=== Supplied information ===

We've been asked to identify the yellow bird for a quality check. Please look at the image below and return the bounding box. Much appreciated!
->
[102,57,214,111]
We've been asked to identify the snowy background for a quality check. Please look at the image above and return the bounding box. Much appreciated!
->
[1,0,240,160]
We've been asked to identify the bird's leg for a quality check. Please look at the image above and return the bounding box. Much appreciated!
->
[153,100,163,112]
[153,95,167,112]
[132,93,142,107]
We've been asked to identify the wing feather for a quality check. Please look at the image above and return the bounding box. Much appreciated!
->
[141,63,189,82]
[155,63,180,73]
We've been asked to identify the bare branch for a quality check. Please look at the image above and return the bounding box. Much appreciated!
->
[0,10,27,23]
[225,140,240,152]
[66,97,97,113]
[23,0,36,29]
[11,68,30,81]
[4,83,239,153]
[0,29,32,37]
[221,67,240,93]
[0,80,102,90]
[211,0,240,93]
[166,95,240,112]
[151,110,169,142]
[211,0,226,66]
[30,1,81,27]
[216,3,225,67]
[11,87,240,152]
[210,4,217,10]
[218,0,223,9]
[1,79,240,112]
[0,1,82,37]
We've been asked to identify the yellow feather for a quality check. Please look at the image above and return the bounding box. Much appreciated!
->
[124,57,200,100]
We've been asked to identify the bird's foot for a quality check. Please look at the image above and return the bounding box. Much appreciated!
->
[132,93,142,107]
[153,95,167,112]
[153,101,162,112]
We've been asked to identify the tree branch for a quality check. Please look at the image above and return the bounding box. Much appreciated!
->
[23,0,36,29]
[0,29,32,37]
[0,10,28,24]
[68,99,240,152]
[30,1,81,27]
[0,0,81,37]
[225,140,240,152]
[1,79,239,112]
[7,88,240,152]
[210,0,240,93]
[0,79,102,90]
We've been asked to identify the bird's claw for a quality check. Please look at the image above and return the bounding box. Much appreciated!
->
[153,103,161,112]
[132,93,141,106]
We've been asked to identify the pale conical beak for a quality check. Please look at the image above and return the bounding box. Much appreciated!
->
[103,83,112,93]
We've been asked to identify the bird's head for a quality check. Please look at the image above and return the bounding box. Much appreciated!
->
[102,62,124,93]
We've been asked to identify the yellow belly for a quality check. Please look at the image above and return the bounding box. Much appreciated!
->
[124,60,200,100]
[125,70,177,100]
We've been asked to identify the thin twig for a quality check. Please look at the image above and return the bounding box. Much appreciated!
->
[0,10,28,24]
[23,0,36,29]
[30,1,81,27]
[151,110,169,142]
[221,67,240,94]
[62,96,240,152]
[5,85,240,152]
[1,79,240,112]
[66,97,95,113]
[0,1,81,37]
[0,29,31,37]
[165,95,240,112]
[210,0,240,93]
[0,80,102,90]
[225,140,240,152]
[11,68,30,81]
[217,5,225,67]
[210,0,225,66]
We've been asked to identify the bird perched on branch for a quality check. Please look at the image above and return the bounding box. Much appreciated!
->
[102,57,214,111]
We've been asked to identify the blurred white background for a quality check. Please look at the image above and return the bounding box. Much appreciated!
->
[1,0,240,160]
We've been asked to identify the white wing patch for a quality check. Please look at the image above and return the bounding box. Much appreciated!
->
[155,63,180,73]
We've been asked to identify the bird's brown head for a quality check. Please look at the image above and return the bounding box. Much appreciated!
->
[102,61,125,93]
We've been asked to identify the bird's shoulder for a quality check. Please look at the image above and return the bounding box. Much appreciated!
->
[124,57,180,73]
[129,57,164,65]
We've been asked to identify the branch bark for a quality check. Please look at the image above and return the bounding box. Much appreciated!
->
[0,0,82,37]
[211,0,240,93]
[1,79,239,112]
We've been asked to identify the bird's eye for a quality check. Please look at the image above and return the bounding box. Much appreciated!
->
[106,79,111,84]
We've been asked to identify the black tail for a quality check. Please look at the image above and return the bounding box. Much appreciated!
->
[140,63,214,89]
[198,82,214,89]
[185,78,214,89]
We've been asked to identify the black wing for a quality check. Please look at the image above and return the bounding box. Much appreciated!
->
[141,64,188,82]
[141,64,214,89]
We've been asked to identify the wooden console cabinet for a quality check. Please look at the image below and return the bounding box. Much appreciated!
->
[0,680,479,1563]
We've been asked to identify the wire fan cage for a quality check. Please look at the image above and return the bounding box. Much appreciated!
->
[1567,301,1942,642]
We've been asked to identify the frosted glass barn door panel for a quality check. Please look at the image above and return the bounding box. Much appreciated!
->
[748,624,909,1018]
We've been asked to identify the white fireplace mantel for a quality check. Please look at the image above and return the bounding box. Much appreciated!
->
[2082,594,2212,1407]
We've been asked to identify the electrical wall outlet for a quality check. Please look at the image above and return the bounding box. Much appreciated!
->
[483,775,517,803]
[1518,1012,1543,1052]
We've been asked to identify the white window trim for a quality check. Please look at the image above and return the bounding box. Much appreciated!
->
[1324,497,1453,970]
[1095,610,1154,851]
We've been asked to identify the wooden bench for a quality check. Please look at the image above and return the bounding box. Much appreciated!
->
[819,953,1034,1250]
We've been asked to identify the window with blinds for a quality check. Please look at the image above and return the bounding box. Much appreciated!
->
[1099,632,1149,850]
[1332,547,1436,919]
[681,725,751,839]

===

Your assignment: Each line above needs to be output again, exactly as shown.

Answer for this exercise:
We've been asked to identify the yellow bird for a quality check. Please look at the image below and return the bounding box. Much appreciated!
->
[102,57,214,111]
We've been asked to identify the snowy background for a quality check. Please look at the image above and return the bounding box. Much appreciated!
->
[1,0,240,160]
We've been asked to identify the bird's leg for a quality check. Please look at the image above and return the bounding box. Much appreciated!
->
[153,100,163,112]
[153,95,167,112]
[132,93,142,107]
We've been asked to identify the wing feather for a quality check. Please look at the image above and return the bounding box. Much appreciated!
->
[141,63,189,82]
[155,63,180,73]
We've been asked to identify the bare branch for a quality check. Please look at the image above and return the bounding box. Much appreciated!
->
[0,10,27,23]
[225,140,240,152]
[66,97,97,113]
[23,0,36,29]
[11,68,30,81]
[4,83,239,153]
[0,29,32,37]
[221,67,240,93]
[0,80,102,90]
[211,0,240,93]
[166,95,240,112]
[151,110,169,142]
[211,0,226,66]
[30,1,81,27]
[216,3,225,67]
[11,87,240,152]
[210,4,217,10]
[218,0,223,9]
[1,79,240,112]
[0,1,82,37]
We've been asked to identify the yellow feather for a quality check. Please look at the image above and return the bounding box. Much appreciated!
->
[124,57,200,100]
We've been asked to identify the bird's foot for a quality check. Please look at the image above and return the bounding box. Much appreciated!
->
[132,93,142,107]
[153,95,167,112]
[153,101,162,112]
We've been asked to identify the tree branch for a quality check. Please look at the image above and return the bounding box. Much appreciated!
->
[23,0,36,29]
[0,29,32,37]
[0,10,28,24]
[68,99,240,152]
[30,1,81,27]
[0,0,81,37]
[225,140,240,152]
[1,79,239,112]
[7,88,240,152]
[210,0,240,93]
[0,79,102,90]
We've been asked to identify the bird's claw for a quality check. Please look at the image above and return the bounding box. Much appreciated!
->
[153,103,161,112]
[132,93,141,106]
We've been asked to identify the pale conical beak for a quality check. Please look at the image above and return the bounding box. Much appreciated!
->
[103,83,112,93]
We've been asked to identify the bird's head for a quality check. Please look at the image above and return the bounding box. Much appreciated!
->
[102,62,124,93]
We've been asked to identify the yellow belly for a quality check. Please look at the image above and return the bounding box. Much appreciated!
->
[124,60,200,100]
[125,70,177,100]
We've been asked to identify the thin twig for a quality check. Please look at the image above and return the bounding box. Much appreciated!
->
[0,10,28,24]
[23,0,36,29]
[30,1,81,27]
[151,110,169,142]
[221,67,240,94]
[62,96,240,152]
[5,85,240,152]
[1,79,240,112]
[66,97,95,113]
[0,1,81,37]
[0,29,31,37]
[165,95,240,112]
[210,0,240,93]
[0,80,102,90]
[225,140,240,152]
[11,68,30,81]
[217,5,225,67]
[210,0,225,66]
We've been asked to identify the bird perched on branch for a quality check. Please look at the image above and return the bounding box. Much appreciated!
->
[102,57,214,111]
We've been asked to identify the blurred white background for a quality check. Please look at the image above and return the bounding box. Much appreciated!
->
[1,0,240,160]
We've been asked to identify the white wing patch for a quality check. Please look at the image above and return the bounding box. Much appreciated!
->
[155,63,180,73]
We've been asked to identify the bird's brown head for a quality check. Please look at the image above and return the bounding box. Much appreciated!
->
[102,61,125,93]
We've been asked to identify the bird's shoulder for a quality check. Please look at the image above and return the bounding box. Much appreciated!
->
[124,57,180,73]
[129,57,164,65]
We've been asked to identify the branch bark for a quality check. Please look at the image above and return the bounding box. Much appreciated!
->
[0,0,82,37]
[211,0,240,93]
[1,79,239,112]
We've been asked to identify the bird's eye for a quality check. Please look at the image above and return the bounding box. Much appreciated!
->
[106,79,111,84]
We've been asked to identify the black tail for a quality check. Please look at the image above and return the bounding box. Much appreciated!
->
[140,63,214,89]
[198,82,214,89]
[185,78,214,89]
We've been asked to identify the black wing for a quality check. Please look at the image above and return the bounding box. Much appreciated!
->
[141,64,188,82]
[141,64,214,89]
We've been asked to identify the wooden console cabinet for a quality check. Please look at the image below and return the bounding box. Much appreciated!
->
[0,680,479,1563]
We've been asked to identify the wire fan cage for a quality check. Please look at the image above and return the bounding box. Much appreciated!
->
[1567,301,1942,642]
We've been asked to identify the frosted glass barn door panel for a quality check. Please look at the image above and return the bounding box. Much appreciated!
->
[748,624,909,1018]
We've been asked to identify the white fireplace mantel for a quality check. Please look at the image above and return the bounding box. Much appreciated!
->
[2082,594,2212,1407]
We've been asked to identify the electrical wall outlet for a quality check. Please look at the image above and return the bounding box. Much appreciated!
->
[483,775,517,803]
[1518,1012,1543,1052]
We've been asked to identify the white window trim for a quality check. Please look at the image above and return the bounding box. Much appreciated!
->
[1324,497,1453,970]
[1095,610,1154,851]
We've been asked to identify the wooden bench for a quality check. Please look at the image above and return the bounding box. Much appreciated!
->
[819,953,1034,1250]
We've been asked to identify the window with blinds for a quality check. Please look at the image above and return the bounding box. Much appreciated!
->
[1099,632,1149,850]
[1332,547,1436,919]
[681,725,751,839]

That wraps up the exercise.